## What is asked
Write out every one of the lines below without changing anything, and leave the pictures out of your answer.

## Input records
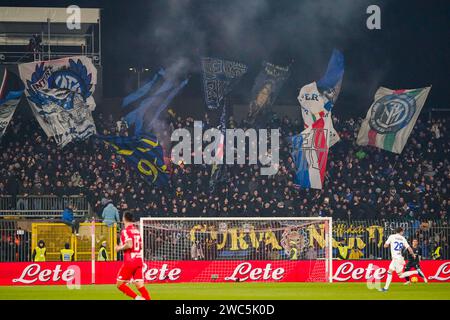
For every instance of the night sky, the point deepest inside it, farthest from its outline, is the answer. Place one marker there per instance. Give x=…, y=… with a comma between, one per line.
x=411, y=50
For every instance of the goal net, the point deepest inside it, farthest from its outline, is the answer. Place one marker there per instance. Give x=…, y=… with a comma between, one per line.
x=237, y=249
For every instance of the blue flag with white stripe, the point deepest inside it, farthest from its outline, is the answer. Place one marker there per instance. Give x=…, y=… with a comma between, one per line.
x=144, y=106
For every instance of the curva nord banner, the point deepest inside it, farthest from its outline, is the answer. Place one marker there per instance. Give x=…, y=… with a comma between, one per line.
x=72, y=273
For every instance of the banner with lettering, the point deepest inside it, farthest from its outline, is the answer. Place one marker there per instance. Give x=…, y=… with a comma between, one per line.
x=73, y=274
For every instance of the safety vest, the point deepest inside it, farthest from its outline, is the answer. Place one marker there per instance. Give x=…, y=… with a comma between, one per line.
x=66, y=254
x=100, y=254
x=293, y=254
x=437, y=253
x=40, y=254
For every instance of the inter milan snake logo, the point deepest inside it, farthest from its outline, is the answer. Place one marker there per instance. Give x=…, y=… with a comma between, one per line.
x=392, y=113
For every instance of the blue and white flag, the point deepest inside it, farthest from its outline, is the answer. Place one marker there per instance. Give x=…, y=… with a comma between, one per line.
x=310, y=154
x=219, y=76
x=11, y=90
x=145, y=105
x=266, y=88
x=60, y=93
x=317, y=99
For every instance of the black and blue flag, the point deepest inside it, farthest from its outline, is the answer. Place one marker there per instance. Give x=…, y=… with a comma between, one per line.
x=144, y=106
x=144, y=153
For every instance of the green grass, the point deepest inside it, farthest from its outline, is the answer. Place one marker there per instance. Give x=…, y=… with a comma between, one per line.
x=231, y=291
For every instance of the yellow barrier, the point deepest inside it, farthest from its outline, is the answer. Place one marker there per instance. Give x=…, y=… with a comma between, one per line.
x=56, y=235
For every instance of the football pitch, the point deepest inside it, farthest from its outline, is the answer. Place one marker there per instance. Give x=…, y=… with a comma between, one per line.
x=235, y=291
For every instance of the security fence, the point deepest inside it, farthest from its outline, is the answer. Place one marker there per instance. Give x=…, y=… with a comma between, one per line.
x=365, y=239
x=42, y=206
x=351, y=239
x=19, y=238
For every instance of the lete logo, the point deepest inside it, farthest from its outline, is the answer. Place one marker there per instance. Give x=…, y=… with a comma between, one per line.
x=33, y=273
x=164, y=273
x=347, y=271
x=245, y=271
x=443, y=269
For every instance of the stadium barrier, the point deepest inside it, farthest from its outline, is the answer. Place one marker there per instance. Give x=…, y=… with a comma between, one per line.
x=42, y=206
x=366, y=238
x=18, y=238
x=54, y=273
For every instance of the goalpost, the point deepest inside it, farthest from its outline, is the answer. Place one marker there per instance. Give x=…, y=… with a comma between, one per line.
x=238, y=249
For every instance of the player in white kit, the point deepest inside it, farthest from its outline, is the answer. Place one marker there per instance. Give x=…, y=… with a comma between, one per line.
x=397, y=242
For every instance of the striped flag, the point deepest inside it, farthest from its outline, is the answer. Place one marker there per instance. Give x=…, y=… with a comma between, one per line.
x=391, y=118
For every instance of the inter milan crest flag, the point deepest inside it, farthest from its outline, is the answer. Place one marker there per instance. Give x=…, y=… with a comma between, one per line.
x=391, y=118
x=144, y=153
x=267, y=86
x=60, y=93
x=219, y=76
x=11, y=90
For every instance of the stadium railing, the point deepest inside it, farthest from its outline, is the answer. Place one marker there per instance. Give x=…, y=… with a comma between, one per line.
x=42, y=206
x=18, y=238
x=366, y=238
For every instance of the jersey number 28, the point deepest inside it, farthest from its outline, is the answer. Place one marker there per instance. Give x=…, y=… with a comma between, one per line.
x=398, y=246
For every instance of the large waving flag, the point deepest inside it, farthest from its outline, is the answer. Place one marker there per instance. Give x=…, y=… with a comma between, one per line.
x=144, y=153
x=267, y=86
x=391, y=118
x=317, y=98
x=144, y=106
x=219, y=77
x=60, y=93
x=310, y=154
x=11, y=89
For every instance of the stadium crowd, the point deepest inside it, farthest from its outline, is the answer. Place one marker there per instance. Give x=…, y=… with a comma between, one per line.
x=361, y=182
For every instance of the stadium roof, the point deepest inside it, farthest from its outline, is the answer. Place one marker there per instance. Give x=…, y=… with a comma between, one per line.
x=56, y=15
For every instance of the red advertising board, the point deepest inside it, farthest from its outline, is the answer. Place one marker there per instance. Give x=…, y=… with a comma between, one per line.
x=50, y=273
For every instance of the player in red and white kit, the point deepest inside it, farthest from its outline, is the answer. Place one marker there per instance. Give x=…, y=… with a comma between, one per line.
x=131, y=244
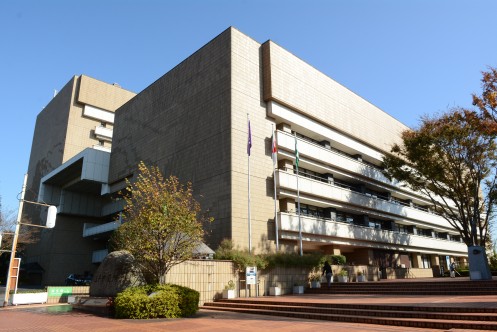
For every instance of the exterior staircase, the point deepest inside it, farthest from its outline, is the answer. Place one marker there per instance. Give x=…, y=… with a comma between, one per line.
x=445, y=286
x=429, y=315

## In response
For every instance of the night sky, the point deepest inside it, farthest from its outline, is the answer. Place one marker there per instance. Give x=…, y=… with a comma between, one per line.
x=411, y=50
For every instance of the goal net, the point deepest inside it, farthest from its outline, is the answer. Place one marker there per instance. Give x=…, y=… with a comma between, one per line.
x=237, y=249
For every instance of the blue flag with white stripe, the point deepest inside it, farthest from its outline, is the answer. Place one marker there per instance. Give x=…, y=… with a comma between, one per line.
x=144, y=106
For every instance of the curva nord banner, the point deepest inside it, farthest from its outline, is the answer. Place one marker there per instance. Give x=…, y=… with a comma between, one per line.
x=72, y=273
For every instance of the banner with lettering, the point deepest inside it, farthest from its outline, is the answer. Place one marker there per instance. Give x=…, y=… with a comma between, one per line.
x=73, y=274
For every instance of the safety vest, the point deepest inside it, farthest from its outline, is the answer. Place one marker there per instance. Give x=…, y=… with a comma between, one per line.
x=66, y=254
x=100, y=254
x=293, y=254
x=437, y=253
x=40, y=254
For every instance of the inter milan snake logo, the point deepest inside it, farthest from its outline, is the answer. Place one marker there per instance. Give x=…, y=… with a comma between, one per line.
x=392, y=113
For every instance of the blue and white flag, the point deepest inside it, farthest from its outline, is the answer. Place one marker there per instance. Give x=…, y=… with a comma between, one per line.
x=310, y=154
x=219, y=76
x=11, y=90
x=145, y=105
x=266, y=88
x=60, y=93
x=317, y=99
For every instance of the black and blue flag, the point deepest inside it, farthest from its outline, is the answer. Place one marker there per instance. Give x=…, y=… with a comma between, one per line.
x=144, y=106
x=144, y=153
For every instance of the green grass, the point deepest inside it, farthest from its outline, is the answer. Place one marker there per instance. Give x=…, y=… with a comma between, one per line.
x=231, y=291
For every instance of the yellow barrier, the point deepest inside it, farthest from its outline, is the answer. Place one marker there per instance. Give x=…, y=… with a comma between, one per line.
x=56, y=235
For every instance of the football pitch, the point deepest inside it, farthest from its outline, is the answer. Place one marker there per instance. Give x=…, y=… with a comma between, one per line.
x=235, y=291
For every instance of the security fence, the point deepest inside it, farthest from its outline, is the answer. Place one marker there per instance. Give x=…, y=… with a comma between, one per line.
x=365, y=239
x=42, y=206
x=351, y=239
x=19, y=238
For every instance of the lete logo, the point deepest inside it, farthest from its outline, is the answer. Place one marker there per instance. Give x=…, y=… with a comma between, one per line.
x=33, y=273
x=164, y=273
x=347, y=271
x=245, y=271
x=443, y=269
For every instance of the stadium barrier, the point deepest inside it, farthest from its outline, is the answer. Place one marker there per instance. Give x=…, y=… with a comma between, one per line.
x=42, y=206
x=366, y=238
x=18, y=238
x=54, y=273
For every instance of the goalpost, the point deepest inside it, farthest from its outline, is the answer. Place one marker there per instance. Give x=…, y=… with a comma between, one per line.
x=238, y=249
For every instance of the player in white kit, the point deepest inside it, farthest from its outline, is the answer. Place one marker there per instance. Give x=…, y=… with a comma between, one per line.
x=397, y=242
For every instance of the striped flag, the point deepest inside it, farthest from its outline, is the answer. Place one marker there per instance. Give x=…, y=… with a comma between, one per line.
x=391, y=118
For every instance of the inter milan crest flag, the point deepest inside it, farthest from its outline, is the answer. Place one marker there per instance. Give x=…, y=… with a comma between, one per line.
x=391, y=118
x=144, y=153
x=267, y=86
x=60, y=93
x=219, y=76
x=11, y=90
For every instance of the stadium railing, the point deepest inside it, farthest from its outline, is the answer. Place one marker there per instance. Give x=…, y=… with a comma between, one per line.
x=42, y=206
x=18, y=238
x=366, y=238
For every instance of the jersey number 28, the point deepest inside it, farthest from its outline, is the answer. Place one marker there per instance. Give x=…, y=… with a comma between, one per line.
x=398, y=246
For every instance of the large waving flag, the point deepest inside it, farthest from its outline, is the answer. Place one marker there per instance. Give x=…, y=… with a comma between, one per line.
x=144, y=153
x=267, y=86
x=391, y=118
x=317, y=98
x=144, y=106
x=219, y=77
x=60, y=93
x=310, y=154
x=11, y=89
For every instance of the stadium crowd, the point deepest inside it, farthest from its outline, is the answer. Place one marker there per instance. Give x=…, y=… with a comma between, one per line.
x=361, y=182
For every instance of the stadium roof, the point deepest inside it, farthest from its outline, is the answer. Place one marker there per instance. Give x=…, y=… with a comma between, one per line.
x=56, y=15
For every instance of the red advertising board, the point deepest inside it, farthest from its outline, is the answer. Place one marker there per instance. Give x=…, y=… with a comma between, one per line.
x=50, y=273
For every instance of the player in red and white kit, the point deepest inside it, farthest from its outline, is the answer. Place one marker there per instance. Give x=…, y=… with a comma between, one per line.
x=131, y=244
For every instance of the exterior staircase, the point deepest inside it, farthest from its outline, is the answer. Place one marker there per instance. Give x=…, y=… with a comma between, one per line.
x=445, y=286
x=429, y=315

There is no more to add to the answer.